RECORDED INFORMATION Block Start

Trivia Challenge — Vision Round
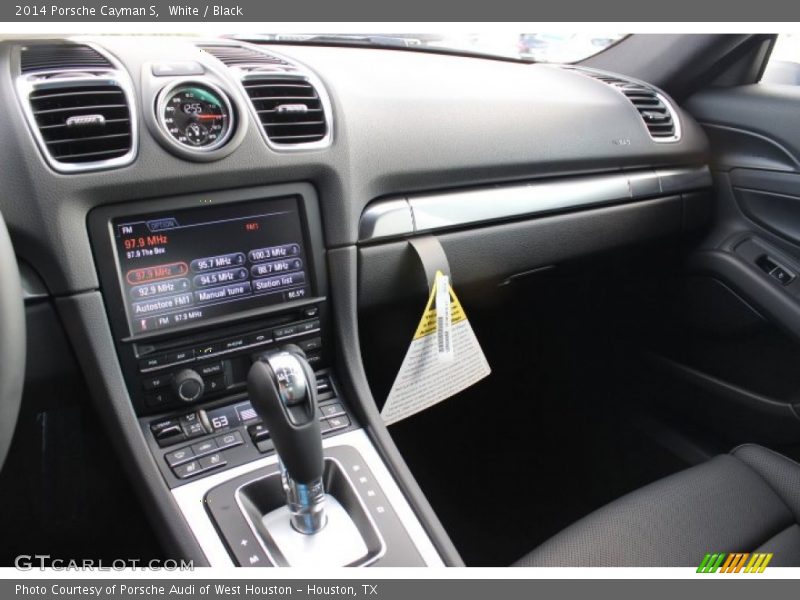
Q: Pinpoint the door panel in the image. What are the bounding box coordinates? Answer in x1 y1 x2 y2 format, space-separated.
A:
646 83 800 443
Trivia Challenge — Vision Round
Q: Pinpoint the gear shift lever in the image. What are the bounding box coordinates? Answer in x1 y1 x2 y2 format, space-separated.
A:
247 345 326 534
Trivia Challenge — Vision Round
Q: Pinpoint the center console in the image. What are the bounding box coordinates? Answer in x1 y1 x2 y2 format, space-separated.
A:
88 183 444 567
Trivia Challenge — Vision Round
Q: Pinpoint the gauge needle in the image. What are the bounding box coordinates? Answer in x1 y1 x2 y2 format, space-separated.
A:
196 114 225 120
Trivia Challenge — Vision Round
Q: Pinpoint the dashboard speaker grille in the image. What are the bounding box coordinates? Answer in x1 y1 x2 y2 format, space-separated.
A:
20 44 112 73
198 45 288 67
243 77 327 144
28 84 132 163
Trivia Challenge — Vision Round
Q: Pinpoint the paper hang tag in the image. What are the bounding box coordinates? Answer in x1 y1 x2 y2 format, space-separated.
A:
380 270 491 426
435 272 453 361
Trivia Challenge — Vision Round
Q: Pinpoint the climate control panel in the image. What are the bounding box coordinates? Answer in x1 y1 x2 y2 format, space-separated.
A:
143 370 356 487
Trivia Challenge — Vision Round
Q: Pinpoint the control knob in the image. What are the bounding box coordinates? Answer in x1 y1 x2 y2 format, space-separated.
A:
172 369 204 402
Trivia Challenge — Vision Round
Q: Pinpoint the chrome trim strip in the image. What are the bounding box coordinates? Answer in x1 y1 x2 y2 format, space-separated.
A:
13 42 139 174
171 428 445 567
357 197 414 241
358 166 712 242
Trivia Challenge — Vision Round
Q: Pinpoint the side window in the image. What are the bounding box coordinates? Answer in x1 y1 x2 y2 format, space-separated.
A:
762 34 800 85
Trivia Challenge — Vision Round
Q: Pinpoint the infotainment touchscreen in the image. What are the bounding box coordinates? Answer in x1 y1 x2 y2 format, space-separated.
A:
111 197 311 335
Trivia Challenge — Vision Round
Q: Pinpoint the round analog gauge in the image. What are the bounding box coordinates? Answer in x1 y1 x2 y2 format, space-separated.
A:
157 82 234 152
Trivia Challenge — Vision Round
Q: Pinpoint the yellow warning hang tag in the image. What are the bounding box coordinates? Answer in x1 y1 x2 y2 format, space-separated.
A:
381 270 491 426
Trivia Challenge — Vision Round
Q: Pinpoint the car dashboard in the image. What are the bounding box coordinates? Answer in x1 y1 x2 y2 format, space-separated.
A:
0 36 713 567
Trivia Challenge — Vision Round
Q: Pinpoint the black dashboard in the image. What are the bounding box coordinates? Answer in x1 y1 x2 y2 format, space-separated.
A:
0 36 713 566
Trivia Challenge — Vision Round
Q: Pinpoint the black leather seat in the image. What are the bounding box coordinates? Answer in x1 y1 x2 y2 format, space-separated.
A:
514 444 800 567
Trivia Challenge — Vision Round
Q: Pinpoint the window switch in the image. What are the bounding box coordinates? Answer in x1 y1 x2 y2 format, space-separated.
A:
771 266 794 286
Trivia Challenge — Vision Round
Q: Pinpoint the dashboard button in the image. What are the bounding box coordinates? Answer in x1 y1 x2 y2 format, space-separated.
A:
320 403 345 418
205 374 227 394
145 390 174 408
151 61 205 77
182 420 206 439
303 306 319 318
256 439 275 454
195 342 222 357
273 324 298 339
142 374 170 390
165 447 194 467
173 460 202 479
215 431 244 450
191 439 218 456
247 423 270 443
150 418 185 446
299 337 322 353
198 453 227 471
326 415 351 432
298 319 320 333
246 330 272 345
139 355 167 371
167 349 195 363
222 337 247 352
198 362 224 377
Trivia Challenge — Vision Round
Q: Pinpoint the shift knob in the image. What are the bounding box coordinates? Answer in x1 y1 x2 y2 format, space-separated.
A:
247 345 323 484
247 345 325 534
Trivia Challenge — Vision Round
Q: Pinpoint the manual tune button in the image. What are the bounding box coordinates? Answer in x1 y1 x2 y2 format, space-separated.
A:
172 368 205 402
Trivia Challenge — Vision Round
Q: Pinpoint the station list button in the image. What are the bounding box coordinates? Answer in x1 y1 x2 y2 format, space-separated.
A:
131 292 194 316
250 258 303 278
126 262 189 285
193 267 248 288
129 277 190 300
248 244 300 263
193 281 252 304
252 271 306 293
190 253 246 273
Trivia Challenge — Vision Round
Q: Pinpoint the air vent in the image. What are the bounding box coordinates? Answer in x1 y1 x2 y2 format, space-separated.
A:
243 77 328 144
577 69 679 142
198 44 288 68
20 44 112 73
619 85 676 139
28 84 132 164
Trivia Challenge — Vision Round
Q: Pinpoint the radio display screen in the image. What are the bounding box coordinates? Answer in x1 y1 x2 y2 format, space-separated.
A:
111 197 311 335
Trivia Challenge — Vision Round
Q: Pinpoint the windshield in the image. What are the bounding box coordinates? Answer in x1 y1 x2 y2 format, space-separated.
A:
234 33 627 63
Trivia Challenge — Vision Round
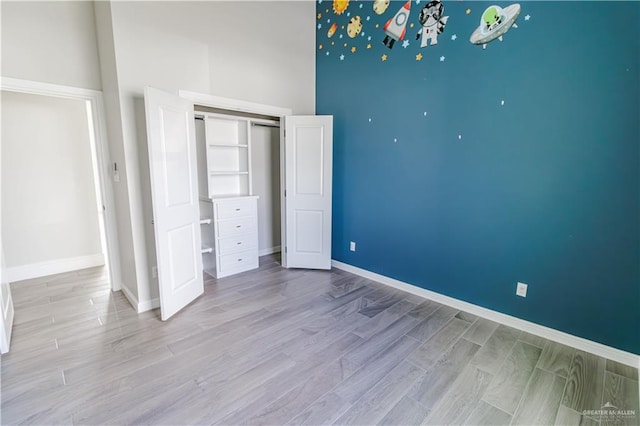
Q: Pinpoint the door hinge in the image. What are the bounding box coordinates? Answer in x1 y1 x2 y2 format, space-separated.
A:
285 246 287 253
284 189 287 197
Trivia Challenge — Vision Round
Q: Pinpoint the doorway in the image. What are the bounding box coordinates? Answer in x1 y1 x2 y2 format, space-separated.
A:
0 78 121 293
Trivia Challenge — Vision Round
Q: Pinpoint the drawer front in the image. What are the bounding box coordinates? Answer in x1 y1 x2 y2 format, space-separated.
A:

RECORDED INFORMATION Block End
RECORDED INFORMATION Block Start

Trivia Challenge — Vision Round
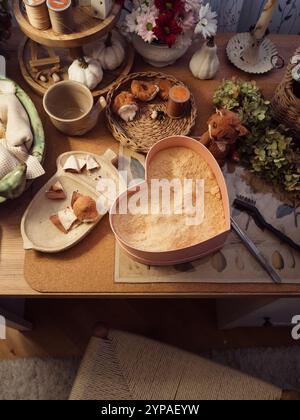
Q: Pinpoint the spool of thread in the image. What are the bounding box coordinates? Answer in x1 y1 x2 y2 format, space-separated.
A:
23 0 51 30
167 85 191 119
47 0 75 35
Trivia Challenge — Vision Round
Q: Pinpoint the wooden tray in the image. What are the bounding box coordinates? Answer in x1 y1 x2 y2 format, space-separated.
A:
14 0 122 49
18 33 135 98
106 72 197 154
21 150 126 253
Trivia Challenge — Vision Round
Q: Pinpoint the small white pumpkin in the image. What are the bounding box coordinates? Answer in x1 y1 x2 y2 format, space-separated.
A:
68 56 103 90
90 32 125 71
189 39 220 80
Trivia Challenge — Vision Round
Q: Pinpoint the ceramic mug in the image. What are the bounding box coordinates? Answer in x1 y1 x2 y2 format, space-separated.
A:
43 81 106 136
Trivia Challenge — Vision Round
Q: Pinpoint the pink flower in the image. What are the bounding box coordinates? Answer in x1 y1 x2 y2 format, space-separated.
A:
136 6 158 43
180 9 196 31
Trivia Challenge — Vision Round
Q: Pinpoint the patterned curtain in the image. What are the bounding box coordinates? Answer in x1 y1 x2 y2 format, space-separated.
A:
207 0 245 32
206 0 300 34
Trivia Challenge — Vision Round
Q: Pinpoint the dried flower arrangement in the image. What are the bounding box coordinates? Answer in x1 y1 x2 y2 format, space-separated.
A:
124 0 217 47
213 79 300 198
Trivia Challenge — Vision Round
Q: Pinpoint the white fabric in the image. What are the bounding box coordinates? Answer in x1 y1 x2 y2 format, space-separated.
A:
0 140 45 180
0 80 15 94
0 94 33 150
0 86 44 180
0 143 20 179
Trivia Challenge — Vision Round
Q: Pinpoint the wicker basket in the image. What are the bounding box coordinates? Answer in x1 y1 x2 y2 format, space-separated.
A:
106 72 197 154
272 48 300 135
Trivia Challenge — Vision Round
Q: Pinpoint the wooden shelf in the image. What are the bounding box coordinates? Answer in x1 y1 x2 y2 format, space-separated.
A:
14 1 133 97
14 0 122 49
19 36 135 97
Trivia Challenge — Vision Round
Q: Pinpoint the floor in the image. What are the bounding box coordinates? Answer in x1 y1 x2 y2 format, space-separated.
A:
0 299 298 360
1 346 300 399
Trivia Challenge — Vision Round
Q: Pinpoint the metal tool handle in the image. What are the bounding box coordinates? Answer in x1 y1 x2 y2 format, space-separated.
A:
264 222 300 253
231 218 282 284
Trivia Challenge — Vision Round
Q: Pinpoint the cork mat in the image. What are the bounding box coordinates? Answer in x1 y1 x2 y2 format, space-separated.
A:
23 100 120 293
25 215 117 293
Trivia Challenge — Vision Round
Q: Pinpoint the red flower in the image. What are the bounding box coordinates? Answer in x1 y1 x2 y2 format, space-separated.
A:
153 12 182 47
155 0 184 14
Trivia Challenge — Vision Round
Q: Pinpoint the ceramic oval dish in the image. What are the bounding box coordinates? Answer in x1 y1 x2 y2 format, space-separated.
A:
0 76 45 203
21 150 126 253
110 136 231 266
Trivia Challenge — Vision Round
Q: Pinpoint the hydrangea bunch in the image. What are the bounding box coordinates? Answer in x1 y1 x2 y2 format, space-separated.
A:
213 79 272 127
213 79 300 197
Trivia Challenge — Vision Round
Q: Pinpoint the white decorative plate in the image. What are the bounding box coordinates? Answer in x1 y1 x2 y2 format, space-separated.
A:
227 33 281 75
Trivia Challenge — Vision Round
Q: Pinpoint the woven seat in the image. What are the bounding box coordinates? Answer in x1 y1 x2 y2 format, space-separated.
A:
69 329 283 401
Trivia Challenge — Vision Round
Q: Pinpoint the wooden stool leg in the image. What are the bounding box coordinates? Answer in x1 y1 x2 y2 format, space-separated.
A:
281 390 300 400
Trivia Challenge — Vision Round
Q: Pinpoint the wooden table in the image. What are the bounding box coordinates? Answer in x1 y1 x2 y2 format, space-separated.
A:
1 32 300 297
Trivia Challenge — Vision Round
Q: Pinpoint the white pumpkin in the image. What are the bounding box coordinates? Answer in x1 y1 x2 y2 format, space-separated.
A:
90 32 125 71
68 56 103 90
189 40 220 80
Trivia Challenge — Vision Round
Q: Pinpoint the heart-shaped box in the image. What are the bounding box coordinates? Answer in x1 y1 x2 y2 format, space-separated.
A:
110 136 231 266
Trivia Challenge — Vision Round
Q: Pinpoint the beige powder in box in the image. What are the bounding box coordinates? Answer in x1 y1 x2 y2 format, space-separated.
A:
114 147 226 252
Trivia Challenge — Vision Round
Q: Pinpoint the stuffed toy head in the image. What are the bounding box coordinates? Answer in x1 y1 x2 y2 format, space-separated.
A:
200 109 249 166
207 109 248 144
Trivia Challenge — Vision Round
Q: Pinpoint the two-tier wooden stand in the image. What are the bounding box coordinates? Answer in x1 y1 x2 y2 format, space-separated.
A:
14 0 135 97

RECORDED INFORMATION Block End

--- WORK TASK ---
Copy all lines from the data that hold the word "panel".

--- TASK RESULT ---
Q: Pinpoint the door panel in the image. What are the bounding box coordinates? Answer in x1 y1 x2 y2 format, space-separated.
Q: Pinpoint the climate control panel in the image. What are the bounding box coordinates? Answer in x1 y1 x2 y2 format, space-separated.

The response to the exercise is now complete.